* **Dataset excerpt**
○ ○ ○
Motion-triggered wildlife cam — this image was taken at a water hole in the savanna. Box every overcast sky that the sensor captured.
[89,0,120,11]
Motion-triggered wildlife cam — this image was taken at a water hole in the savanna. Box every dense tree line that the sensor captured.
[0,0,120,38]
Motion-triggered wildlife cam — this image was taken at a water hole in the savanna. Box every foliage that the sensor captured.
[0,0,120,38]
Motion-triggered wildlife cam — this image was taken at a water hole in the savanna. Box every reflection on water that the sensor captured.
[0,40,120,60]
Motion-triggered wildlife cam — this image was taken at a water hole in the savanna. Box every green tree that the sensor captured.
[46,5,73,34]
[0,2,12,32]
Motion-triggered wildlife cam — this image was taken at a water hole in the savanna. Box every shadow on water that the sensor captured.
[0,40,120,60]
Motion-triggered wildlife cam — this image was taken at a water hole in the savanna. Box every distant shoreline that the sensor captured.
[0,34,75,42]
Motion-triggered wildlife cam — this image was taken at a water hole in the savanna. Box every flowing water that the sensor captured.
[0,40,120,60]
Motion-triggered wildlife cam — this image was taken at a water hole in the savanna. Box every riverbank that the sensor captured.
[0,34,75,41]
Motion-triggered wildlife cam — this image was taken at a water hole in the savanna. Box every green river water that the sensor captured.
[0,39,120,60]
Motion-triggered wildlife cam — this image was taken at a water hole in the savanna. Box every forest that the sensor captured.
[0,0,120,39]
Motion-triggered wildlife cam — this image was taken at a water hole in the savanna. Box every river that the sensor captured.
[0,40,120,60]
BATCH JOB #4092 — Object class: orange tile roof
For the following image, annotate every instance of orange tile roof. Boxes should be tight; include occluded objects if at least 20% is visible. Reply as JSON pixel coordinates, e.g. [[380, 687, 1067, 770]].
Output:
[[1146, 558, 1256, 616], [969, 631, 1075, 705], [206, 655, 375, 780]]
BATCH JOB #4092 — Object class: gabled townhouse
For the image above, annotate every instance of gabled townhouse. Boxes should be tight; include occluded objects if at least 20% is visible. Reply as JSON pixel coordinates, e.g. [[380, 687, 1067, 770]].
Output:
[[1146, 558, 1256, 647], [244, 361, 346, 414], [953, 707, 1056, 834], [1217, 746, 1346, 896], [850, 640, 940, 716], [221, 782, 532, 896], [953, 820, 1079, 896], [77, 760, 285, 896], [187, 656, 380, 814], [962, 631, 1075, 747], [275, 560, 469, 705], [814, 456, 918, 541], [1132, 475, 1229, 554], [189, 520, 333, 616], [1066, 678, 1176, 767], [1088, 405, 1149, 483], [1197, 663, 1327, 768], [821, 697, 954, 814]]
○ ○ ○
Show every line of the listing above that contains the word "gabled", treating uppercase and lowercase as different.

* **Answer for this exercise**
BATCH JOB #4092 — Object class: gabled townhouse
For the image above, annotate every instance of gabled townhouse. Boxes should be tight; include occluded objects if at least 20% is visible. Reply as JSON pixel coordinates, e.g. [[380, 687, 1067, 770]].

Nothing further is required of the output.